## WORK ITEM
In the data that follows, find the line with "Target: white sneaker"; transcribe it, every later line up to the one with "# pick out the blurred person", and that line as well, exactly and with no others.

## EXTRACTED INFORMATION
★ ★ ★ ★ ★
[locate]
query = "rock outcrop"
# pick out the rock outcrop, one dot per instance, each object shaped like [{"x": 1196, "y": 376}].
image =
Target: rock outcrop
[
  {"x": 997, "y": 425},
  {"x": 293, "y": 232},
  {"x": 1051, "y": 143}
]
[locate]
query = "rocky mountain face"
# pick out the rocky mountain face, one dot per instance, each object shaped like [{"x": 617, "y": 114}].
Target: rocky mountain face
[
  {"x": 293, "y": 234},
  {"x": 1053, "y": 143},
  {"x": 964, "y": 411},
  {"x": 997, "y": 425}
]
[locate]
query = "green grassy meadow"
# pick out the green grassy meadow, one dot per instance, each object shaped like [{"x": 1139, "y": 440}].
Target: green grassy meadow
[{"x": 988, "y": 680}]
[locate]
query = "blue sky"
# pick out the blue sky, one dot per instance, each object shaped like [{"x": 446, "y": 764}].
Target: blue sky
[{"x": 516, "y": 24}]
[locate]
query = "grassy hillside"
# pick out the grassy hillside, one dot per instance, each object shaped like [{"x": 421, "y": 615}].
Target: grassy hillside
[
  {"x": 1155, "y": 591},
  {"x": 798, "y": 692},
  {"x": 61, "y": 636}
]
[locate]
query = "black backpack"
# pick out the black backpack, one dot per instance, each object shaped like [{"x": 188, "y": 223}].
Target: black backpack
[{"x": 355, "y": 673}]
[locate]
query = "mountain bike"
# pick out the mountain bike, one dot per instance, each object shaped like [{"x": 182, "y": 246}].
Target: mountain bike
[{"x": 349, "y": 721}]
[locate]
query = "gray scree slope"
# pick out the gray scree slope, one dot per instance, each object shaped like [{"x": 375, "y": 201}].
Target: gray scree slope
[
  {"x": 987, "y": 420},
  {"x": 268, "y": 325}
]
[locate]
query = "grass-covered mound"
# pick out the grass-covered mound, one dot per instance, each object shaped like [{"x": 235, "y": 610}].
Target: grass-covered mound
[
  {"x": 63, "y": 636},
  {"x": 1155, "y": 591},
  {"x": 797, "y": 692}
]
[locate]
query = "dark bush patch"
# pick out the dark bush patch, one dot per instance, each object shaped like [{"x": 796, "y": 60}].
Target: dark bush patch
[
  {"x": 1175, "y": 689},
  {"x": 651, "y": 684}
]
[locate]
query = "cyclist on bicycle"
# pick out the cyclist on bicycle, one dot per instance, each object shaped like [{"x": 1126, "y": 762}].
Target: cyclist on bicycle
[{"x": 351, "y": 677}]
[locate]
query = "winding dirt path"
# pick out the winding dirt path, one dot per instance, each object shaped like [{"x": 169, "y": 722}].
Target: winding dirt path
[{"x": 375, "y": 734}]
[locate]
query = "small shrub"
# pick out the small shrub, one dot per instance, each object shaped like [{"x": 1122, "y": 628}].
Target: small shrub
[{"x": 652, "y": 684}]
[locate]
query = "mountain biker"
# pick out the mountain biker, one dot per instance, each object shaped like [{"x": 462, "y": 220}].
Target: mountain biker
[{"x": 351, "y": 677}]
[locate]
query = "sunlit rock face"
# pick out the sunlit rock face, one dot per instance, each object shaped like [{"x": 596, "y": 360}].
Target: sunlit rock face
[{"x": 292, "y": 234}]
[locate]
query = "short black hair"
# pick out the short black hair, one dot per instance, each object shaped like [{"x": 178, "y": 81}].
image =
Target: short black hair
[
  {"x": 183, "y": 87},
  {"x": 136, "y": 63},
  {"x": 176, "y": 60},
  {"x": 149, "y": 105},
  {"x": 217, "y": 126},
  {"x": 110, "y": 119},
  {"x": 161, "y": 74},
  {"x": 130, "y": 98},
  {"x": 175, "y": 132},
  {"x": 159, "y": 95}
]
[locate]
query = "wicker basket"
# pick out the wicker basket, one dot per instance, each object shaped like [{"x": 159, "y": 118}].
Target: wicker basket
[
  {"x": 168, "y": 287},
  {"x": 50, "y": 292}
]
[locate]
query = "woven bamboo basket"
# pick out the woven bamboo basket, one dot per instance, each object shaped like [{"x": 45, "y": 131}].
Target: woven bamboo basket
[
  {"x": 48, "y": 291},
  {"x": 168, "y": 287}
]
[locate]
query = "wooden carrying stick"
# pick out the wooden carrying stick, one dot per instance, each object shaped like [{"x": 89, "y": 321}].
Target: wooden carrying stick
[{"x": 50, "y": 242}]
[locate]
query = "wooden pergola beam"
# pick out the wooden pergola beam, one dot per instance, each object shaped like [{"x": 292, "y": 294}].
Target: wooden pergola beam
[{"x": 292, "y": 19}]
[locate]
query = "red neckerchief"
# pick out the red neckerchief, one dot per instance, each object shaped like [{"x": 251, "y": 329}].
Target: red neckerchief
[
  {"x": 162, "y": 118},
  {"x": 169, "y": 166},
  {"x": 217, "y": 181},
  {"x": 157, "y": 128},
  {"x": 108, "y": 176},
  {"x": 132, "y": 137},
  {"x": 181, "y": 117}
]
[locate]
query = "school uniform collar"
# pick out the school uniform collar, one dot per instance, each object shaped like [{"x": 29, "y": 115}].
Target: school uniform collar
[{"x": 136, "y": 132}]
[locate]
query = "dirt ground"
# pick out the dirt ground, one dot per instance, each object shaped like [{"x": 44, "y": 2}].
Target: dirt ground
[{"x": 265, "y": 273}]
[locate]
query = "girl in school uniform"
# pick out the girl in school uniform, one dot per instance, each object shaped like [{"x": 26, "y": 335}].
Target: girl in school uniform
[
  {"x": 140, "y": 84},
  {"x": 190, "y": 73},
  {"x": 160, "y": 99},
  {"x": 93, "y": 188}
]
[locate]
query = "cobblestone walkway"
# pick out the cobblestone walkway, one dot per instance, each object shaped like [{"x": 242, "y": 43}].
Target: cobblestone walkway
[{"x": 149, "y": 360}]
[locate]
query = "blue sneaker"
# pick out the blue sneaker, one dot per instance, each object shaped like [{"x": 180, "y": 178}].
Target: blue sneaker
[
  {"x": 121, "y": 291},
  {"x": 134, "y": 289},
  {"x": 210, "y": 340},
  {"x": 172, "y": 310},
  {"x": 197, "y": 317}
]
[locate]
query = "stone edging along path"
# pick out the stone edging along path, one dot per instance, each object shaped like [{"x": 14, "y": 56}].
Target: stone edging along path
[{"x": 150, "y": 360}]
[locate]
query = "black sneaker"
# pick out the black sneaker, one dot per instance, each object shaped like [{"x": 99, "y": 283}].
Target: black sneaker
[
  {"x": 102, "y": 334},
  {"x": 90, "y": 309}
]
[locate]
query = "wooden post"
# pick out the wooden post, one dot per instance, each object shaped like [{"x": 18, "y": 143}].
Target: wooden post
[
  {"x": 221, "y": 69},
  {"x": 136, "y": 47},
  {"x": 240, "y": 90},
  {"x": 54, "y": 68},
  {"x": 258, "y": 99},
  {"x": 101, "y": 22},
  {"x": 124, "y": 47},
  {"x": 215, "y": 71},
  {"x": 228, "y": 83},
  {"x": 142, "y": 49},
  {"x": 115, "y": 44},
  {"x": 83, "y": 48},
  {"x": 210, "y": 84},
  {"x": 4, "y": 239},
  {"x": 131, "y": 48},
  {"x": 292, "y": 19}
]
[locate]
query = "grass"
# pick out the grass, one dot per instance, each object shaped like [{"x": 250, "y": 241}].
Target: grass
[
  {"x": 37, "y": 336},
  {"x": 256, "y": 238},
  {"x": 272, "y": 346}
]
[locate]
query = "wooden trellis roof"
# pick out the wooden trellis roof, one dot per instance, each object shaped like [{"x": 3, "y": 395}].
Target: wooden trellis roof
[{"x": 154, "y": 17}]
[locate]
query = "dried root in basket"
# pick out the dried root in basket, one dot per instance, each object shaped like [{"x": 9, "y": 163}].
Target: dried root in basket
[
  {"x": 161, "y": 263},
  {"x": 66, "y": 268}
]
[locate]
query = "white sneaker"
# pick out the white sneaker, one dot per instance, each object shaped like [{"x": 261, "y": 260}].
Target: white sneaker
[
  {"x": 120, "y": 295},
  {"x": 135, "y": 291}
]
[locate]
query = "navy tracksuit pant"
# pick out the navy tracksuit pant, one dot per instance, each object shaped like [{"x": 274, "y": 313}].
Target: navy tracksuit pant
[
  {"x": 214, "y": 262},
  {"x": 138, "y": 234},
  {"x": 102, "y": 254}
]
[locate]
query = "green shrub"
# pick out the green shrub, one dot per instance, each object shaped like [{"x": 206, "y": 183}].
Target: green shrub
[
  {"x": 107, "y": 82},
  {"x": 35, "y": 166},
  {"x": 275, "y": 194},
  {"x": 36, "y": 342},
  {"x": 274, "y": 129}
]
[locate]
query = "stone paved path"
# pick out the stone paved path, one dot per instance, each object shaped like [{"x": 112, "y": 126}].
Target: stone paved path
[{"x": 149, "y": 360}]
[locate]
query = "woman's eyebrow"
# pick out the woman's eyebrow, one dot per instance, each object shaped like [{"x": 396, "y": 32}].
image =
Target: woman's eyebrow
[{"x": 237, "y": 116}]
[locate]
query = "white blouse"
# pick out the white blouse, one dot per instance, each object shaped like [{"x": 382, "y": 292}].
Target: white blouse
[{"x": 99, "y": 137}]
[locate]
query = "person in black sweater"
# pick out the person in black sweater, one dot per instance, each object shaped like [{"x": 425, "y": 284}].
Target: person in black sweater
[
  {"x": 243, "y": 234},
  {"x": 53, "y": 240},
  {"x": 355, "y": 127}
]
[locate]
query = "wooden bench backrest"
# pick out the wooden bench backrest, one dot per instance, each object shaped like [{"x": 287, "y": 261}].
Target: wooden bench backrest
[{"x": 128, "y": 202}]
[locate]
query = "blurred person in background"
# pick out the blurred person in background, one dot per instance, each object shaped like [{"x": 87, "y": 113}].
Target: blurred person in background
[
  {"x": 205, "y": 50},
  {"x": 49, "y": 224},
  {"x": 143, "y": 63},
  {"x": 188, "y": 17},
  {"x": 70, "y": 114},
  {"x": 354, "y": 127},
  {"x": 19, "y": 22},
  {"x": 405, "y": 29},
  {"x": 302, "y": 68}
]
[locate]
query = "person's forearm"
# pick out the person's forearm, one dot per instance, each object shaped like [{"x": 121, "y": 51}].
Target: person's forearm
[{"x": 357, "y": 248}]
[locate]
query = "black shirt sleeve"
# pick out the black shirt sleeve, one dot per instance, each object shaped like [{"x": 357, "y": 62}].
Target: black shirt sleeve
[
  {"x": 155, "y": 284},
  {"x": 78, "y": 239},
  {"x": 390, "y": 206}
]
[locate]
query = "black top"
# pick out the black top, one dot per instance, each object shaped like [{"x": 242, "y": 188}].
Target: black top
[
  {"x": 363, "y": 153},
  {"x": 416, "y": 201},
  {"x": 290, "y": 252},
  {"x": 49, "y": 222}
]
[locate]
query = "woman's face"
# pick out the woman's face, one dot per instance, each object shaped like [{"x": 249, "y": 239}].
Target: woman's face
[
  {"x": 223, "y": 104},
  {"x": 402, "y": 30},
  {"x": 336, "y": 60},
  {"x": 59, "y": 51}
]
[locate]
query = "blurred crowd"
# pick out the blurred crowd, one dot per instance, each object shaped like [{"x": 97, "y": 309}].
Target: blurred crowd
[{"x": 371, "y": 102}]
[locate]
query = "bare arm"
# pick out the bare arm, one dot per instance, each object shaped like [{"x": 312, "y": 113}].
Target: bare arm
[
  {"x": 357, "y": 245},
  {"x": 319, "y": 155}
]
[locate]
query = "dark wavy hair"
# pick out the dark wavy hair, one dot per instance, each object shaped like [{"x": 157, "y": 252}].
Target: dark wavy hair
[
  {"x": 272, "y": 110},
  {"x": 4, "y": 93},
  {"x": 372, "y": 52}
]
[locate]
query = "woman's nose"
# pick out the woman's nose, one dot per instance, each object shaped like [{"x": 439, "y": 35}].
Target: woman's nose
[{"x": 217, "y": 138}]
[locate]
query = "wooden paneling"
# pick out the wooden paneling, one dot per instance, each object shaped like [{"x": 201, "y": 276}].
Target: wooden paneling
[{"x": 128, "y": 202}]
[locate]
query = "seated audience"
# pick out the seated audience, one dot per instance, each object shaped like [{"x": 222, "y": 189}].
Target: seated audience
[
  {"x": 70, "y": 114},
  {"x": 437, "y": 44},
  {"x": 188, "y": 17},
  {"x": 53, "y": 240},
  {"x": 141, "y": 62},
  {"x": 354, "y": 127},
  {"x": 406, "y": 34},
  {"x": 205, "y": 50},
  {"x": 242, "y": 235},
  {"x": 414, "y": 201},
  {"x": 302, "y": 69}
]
★ ★ ★ ★ ★
## OUTPUT OF THE TASK
Target: white sneaker
[
  {"x": 120, "y": 295},
  {"x": 135, "y": 291}
]
[locate]
query = "navy tracksuit pant"
# pick out the navy tracksuit pant, one dot per instance, each object shaped like [{"x": 274, "y": 313}].
Target: navy tracksuit pant
[
  {"x": 214, "y": 262},
  {"x": 138, "y": 234},
  {"x": 102, "y": 254}
]
[locate]
query = "green shrub"
# pick out the green shrub, one dot per instance, each object shaped like [{"x": 206, "y": 183}].
Target: green shrub
[
  {"x": 107, "y": 82},
  {"x": 35, "y": 166},
  {"x": 275, "y": 194},
  {"x": 36, "y": 342},
  {"x": 274, "y": 129}
]
[locate]
query = "stone paved path"
# pick out the stone paved path, one dot per instance, each object shaped like [{"x": 112, "y": 126}].
Target: stone paved path
[{"x": 149, "y": 360}]
[locate]
query = "woman's eyebrow"
# pick out the woman's eyebrow, one dot per instance, each object shaped like [{"x": 396, "y": 32}].
image =
Target: woman's eyebrow
[{"x": 237, "y": 116}]
[locate]
query = "white blouse"
# pick out the white blouse, one dot per instance, each object shaped like [{"x": 382, "y": 292}].
Target: white blouse
[{"x": 99, "y": 137}]
[locate]
query = "person in black sweater"
# pick out the person in black sweater, one dot per instance, each object shaped like [{"x": 425, "y": 284}].
Target: person in black sweater
[
  {"x": 243, "y": 234},
  {"x": 53, "y": 240},
  {"x": 355, "y": 127}
]
[locate]
query = "wooden bench backrest"
# pick out the wooden bench backrest, one dot per instance, each object shaped like [{"x": 287, "y": 261}].
Target: wooden bench backrest
[{"x": 128, "y": 202}]
[locate]
query = "blurred person in background"
# pick out the blurred person in background, one dot per instance, each object shaped like [{"x": 87, "y": 113}].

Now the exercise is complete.